== SET PROBLEM ==
Pick out every line in the items below that contains the string "sofa", and copy each of those lines. The match is case-sensitive.

== DATA LINES ==
begin
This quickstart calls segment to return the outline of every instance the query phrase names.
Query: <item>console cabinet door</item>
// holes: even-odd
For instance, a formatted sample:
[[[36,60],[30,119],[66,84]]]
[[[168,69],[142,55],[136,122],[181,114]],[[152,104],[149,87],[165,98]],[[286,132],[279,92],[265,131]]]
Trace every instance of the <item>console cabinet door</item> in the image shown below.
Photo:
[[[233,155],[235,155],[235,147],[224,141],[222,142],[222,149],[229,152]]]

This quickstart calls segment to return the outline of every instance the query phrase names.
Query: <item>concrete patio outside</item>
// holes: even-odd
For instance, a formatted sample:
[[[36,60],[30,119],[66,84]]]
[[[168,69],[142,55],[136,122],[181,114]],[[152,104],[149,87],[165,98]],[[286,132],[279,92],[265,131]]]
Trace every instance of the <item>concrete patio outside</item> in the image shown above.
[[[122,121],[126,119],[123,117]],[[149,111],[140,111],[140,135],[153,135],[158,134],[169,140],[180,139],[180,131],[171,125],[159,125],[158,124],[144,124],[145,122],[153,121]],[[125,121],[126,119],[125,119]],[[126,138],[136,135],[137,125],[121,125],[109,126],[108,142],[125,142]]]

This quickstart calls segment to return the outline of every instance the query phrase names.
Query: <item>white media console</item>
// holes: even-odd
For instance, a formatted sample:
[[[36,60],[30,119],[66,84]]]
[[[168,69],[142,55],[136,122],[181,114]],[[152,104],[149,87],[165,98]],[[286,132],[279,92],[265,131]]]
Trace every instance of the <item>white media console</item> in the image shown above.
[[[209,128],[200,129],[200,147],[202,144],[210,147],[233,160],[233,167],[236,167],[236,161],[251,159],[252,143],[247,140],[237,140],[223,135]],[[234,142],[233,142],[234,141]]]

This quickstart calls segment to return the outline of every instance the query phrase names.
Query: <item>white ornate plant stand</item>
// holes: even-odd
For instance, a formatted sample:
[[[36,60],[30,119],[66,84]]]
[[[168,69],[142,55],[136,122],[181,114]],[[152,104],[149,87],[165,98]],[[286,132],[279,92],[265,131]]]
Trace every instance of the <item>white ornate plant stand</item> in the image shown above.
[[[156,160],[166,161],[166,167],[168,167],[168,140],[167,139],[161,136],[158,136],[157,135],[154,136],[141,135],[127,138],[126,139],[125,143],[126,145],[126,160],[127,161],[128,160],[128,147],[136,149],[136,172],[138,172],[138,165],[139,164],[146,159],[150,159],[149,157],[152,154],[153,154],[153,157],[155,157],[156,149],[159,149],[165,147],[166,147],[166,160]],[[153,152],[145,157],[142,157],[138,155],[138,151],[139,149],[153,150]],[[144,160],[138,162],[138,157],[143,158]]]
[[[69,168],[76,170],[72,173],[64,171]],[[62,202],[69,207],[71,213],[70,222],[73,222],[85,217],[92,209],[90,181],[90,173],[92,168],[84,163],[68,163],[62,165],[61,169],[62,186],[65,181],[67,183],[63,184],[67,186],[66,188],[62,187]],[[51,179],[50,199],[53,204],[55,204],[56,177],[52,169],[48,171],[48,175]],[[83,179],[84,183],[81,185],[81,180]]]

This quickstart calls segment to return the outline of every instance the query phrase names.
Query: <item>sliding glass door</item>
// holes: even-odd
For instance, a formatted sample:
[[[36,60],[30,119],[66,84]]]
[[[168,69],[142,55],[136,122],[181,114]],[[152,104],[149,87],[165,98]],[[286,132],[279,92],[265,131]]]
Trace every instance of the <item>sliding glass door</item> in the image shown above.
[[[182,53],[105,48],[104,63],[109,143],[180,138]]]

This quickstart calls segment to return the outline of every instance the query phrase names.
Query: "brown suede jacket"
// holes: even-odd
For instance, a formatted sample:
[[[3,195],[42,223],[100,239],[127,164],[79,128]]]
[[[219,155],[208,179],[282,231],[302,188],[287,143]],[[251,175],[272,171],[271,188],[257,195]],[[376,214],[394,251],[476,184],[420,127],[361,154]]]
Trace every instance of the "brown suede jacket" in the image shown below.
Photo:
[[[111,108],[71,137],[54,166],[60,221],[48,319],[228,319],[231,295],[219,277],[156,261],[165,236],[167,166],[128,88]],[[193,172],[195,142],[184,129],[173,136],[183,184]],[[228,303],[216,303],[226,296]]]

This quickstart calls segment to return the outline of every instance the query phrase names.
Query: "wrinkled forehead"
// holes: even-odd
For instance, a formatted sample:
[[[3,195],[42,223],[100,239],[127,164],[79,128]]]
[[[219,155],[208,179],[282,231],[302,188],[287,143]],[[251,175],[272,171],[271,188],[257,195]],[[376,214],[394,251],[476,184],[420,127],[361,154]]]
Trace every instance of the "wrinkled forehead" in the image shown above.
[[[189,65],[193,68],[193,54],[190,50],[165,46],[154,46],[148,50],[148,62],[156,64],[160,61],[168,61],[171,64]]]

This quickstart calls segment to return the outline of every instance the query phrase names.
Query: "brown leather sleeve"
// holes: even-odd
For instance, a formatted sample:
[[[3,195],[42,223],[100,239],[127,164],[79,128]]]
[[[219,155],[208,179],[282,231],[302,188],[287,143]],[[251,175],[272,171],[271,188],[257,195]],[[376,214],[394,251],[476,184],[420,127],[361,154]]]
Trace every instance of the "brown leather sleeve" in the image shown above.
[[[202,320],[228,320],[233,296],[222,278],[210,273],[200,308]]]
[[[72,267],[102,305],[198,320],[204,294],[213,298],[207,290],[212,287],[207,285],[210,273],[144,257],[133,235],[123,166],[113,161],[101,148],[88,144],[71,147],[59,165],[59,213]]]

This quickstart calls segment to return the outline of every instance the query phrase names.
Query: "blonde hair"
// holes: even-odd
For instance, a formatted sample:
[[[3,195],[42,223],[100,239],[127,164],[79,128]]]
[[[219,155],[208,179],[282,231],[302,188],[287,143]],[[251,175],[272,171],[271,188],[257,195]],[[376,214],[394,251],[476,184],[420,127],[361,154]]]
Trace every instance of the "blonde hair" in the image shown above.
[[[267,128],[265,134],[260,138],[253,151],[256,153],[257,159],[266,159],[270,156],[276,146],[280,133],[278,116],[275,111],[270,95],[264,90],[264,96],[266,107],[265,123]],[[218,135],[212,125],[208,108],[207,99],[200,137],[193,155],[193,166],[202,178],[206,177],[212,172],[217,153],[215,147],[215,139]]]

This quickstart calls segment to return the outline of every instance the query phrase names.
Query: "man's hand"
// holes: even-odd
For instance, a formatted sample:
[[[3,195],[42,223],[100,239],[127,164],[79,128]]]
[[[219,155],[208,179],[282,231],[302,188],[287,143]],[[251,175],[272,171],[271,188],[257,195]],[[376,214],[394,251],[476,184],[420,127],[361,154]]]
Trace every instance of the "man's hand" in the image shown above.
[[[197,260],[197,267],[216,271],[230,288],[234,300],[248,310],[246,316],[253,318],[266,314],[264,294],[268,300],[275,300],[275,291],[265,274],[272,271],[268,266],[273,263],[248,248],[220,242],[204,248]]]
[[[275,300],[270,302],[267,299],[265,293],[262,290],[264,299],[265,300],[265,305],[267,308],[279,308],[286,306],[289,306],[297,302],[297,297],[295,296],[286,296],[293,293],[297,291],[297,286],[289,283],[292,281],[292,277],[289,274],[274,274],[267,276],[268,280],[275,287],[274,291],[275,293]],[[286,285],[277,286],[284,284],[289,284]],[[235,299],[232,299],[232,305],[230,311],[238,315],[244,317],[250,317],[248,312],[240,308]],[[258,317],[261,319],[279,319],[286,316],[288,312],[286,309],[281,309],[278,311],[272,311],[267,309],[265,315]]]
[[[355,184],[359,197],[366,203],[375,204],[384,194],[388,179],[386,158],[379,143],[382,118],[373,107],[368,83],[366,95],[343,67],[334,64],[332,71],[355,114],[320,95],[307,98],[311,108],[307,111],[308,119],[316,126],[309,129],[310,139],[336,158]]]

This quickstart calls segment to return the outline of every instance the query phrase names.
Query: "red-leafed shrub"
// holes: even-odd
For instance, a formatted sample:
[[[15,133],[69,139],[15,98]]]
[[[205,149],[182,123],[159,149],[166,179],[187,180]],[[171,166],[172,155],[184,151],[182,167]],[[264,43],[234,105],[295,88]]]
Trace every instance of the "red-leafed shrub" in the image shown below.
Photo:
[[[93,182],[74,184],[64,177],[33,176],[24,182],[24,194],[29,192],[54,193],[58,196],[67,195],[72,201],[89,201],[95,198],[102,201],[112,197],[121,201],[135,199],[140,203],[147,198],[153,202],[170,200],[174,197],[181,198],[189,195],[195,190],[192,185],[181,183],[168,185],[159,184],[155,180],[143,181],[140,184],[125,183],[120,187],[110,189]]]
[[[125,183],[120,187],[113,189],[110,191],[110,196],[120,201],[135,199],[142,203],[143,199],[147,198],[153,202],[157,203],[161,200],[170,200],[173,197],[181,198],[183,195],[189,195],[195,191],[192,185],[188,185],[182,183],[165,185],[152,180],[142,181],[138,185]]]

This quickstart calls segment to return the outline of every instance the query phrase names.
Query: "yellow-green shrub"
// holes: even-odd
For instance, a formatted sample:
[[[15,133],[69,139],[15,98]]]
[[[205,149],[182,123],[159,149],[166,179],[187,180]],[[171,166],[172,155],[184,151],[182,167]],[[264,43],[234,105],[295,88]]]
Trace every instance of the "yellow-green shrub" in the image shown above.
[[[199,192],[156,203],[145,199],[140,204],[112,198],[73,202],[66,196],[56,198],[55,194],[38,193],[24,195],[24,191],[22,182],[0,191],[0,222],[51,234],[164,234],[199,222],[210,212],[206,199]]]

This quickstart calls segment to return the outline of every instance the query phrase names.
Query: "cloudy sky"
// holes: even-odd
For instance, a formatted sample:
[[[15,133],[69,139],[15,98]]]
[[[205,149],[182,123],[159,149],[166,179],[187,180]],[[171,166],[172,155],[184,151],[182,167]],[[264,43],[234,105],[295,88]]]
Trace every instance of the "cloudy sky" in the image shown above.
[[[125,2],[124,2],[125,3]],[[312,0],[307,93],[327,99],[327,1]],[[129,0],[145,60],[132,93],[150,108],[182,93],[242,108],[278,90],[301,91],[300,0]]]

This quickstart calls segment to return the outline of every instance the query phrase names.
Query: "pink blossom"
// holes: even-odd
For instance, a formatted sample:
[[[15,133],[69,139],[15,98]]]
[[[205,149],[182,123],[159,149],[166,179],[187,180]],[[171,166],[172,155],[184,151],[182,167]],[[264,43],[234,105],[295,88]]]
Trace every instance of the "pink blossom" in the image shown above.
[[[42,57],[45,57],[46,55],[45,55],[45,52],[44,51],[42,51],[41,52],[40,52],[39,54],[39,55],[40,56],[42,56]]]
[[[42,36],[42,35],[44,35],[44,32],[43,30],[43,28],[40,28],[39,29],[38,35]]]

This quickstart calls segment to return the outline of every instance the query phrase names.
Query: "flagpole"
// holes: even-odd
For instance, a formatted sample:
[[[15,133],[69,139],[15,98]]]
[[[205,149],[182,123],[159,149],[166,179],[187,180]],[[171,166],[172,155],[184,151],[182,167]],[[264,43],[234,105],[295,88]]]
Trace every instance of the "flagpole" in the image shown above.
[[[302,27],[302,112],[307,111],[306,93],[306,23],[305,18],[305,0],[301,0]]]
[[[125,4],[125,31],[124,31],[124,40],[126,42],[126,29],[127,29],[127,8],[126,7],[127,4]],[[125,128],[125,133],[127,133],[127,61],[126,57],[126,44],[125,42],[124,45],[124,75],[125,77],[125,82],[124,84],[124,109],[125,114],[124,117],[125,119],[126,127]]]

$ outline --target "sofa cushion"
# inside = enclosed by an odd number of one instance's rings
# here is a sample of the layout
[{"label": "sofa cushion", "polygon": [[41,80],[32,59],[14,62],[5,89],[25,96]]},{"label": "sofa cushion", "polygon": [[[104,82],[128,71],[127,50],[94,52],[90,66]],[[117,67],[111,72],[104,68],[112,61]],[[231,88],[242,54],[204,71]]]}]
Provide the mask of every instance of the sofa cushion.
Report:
end
== EXERCISE OUTPUT ==
$ outline --target "sofa cushion"
[{"label": "sofa cushion", "polygon": [[41,80],[32,59],[14,62],[5,89],[25,96]]},{"label": "sofa cushion", "polygon": [[[104,82],[128,71],[127,50],[94,52],[90,66]],[[117,67],[111,72],[104,68],[112,61]],[[231,88],[242,54],[204,71]]]}]
Provide the mask of every instance of the sofa cushion.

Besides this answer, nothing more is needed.